Задание:
Продолжите текст об оплате труда военнопленных на Урале с места сразу после его последнего предложения.

Текстовый фрагмент:
-------

В конечном итоге от использования в части оплаты труда пленных указанного выше источника отказались все казенные предприятия и местные самоуправления, переориентировавшись на руководство правилами, преподанными в марте 1915 г. частным предприятиям. Однако ретроспективный документ, сообразно которому пленные могли использоваться на работах только за плату, был далек от совершенства. Крайне негативное влияние на отношение пленных к труду и его результаты оказывали бытовавшие в соответствии с девятым пунктом правил отчисления в так называемый особый фонд, куда вплоть до мая 1916 г. переводилась вначале треть, а затем четверть их заработка. В том, что эти вычеты, мягко говоря, дестимулируют пленных15, уральские хозяйственники убедились довольно быстро и сразу после выхода соответствующих узаконений организовали посредством Совета съездов горнопромышленников Урала настоящую кампанию за разрешение несколько большей свободы в расчетах с пленными, работающими при заводах16. Пока же непопулярное в деловой среде решение правительства оставалось в силе, администрация Богословского горного округа, дабы хоть как-то мотивировать пленных, посулила им следующие блага: "Управление предлагает объявить военнопленным, что тем из них, которые проявят себя исправными, производительными рабочими, Общество гарантирует получение удерживаемой одной трети [заработка] лично ими при отъезде по окончании войны на родину, а потому эта треть будет считаться по их личному счету. Кроме того, разрешается покупка таким пленным через администрацию отделов предметов первой необходимости при недостатке на то остальных двух третей [заработка] так же и за счет первой трети"17. Некоторые предприятия и учреждения, в частности, Ревдинские заводы и городская дума Екатеринбурга, просто воздержались от каких-либо переводов в казну, предпочтя им сохранение более или менее достойной оплаты труда военнопленных и "продержавшись" так практически до отмены системы вычетов18.

 

Предшествовавший демонтажу системы вычетов циркуляр МВД от 3 апреля 1916 г. засвидетельствовал, что глас уральских - и не только уральских - хозяйственников, наконец-то, был услышан: "Широкий опыт применения труда пленных на различного рода работах с несомненностью свидетельствует о том, что лишь при условии установления в пользу их платы, в достаточной мере соответствующей затраченному пленными труду, последний является производительным"19. Собственно же постановление об отмене вычетов в особый фонд увидело свет 28 апреля 1916 г. и, в частности, предписывало: "...Отныне вся заработная плата военнопленных, за исключением расходов, понесенных предприятием, в которых работают пленные на их содержание, одежду и прочее, может быть выдаваема военнопленным"20.

-------

Исходные данные:
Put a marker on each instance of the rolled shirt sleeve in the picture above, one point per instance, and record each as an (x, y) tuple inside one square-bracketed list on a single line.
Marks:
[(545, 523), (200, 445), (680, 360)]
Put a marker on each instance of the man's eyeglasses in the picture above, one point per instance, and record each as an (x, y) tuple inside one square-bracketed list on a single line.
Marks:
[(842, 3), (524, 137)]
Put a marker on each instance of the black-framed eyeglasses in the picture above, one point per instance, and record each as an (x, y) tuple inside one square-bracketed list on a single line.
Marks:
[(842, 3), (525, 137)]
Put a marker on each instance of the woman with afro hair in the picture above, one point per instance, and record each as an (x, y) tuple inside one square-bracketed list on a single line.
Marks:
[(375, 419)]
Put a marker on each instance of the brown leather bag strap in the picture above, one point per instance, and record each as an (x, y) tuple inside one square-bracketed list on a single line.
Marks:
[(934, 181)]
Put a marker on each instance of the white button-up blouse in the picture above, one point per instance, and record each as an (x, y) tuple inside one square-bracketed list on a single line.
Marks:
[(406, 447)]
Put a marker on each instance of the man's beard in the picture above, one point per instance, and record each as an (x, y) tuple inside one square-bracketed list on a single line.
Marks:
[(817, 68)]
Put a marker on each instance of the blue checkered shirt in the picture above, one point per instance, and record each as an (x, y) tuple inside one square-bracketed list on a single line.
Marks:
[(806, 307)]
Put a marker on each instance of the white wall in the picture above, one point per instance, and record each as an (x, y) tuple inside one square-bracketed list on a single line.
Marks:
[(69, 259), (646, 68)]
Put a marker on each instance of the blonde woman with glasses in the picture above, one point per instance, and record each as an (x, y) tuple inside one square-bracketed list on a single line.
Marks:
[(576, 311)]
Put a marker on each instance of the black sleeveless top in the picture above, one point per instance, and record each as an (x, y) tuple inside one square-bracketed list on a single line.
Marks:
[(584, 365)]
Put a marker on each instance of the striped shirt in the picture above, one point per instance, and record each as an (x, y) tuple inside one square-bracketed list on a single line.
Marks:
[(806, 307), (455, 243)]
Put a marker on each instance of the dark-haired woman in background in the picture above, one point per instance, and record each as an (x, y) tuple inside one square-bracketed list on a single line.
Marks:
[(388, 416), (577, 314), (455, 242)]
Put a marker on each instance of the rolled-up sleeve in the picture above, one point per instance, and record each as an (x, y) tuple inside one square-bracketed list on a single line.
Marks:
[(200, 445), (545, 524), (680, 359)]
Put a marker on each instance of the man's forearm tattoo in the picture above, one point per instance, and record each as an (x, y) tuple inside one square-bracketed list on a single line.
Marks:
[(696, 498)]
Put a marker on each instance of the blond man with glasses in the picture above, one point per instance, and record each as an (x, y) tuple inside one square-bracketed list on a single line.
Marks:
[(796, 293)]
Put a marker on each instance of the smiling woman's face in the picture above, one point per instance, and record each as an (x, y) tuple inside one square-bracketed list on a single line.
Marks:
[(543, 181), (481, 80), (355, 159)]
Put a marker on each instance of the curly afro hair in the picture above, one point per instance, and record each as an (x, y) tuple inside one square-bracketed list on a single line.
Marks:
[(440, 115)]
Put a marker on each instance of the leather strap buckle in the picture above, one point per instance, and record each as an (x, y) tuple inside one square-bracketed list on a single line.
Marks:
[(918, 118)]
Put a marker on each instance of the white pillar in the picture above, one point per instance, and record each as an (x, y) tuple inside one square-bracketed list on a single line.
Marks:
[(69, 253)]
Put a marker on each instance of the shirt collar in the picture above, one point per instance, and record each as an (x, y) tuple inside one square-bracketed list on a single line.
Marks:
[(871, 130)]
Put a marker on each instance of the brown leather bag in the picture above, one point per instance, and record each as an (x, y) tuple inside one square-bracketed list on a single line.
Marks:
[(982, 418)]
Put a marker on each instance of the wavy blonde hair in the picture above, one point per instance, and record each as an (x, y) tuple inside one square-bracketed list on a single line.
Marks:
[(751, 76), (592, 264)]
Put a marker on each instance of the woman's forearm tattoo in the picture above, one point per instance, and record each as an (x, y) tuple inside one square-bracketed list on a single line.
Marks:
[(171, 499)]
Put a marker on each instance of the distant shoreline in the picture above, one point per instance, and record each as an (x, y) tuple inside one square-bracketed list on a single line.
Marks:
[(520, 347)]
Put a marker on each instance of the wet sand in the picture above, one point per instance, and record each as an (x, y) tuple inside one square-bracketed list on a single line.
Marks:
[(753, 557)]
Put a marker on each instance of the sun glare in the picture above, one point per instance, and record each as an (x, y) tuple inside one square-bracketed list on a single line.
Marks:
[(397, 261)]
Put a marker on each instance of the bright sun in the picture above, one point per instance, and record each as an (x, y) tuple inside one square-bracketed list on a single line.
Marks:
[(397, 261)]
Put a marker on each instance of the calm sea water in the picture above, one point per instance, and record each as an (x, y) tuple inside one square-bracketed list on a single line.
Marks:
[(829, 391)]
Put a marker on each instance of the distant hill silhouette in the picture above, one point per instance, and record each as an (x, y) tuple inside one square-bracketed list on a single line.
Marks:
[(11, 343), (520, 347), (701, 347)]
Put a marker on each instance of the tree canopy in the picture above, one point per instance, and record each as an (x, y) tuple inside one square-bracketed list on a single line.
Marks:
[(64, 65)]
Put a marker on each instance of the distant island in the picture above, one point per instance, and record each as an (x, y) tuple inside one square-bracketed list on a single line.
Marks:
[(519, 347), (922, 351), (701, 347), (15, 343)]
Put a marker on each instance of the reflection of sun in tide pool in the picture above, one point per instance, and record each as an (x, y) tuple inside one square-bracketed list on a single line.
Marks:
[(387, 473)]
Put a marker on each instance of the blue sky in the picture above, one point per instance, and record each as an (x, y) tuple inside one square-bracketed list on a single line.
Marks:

-------

Ответ:
Однако этого для повышения производительности труда пленных иностранцев было недостаточно. Нехитрые подсчеты показывали, что она напрямую зависела не только от установлений, принятых на общероссийском уровне, но и от местных условий. Обнаружив эту закономерность, газета "Зауральский край" сообщала об использовании пленных на каменотесных работах в районе Каменского чугуноплавильного и железоделательного завода и ремонте дорог в Шадринском уезде следующее: "Там, где работа была отдана сдельно, военнопленные проявили высокую работоспособ-

 
стр. 151

 

ность и получили заработок почти вдвое выше наших рабочих. Но там, где труд военнопленных применялся поденно, он оказался крайне непродуктивным"21. К тем же выводам пришел и заведующий военнопленными на Коноваловском (Усть-Сылвицком) лесоразделочном заводе, заметивший, что пленные, организованные поотрядно или смешанным урочно-отрядным порядком, работали охотно и усердно, тогда как все поденные работы выполнялись ими "из рук вон скверно, требуя большего числа надзора"22.

 

Со временем на некоторых предприятиях, к примеру, в Верхнетагильском лесничестве Верх-Исетских заводов, от поденной оплаты труда отказались вообще (декабрь 1916 г.), в то время как на других производствах, в частности, на Нижнетагильском механическом заводе, решено было "тем военнопленным, которые занимаются не сдельно, а исполняют постоянные работы, устанавливать за две недели вперед определенные нормы приплат" (июнь 1917 г.)23. В июле 1917 г. управление Нижнетагильского и Луньевского округов наследников П. П. Демидова, князя Сан-Донато, конкретизировало эти нормы, постановив тем военнопленным, которые отработают в месяц 22 и 23 поденщины, выплачивать премию в размере 20 коп. на каждую основную поденщину (1 руб. 60 коп.), отработавшим 24 и 25 поденщин - 40 коп., 26 и 27 поденщин - 55 коп., 28 и более поденщин - 70 копеек24.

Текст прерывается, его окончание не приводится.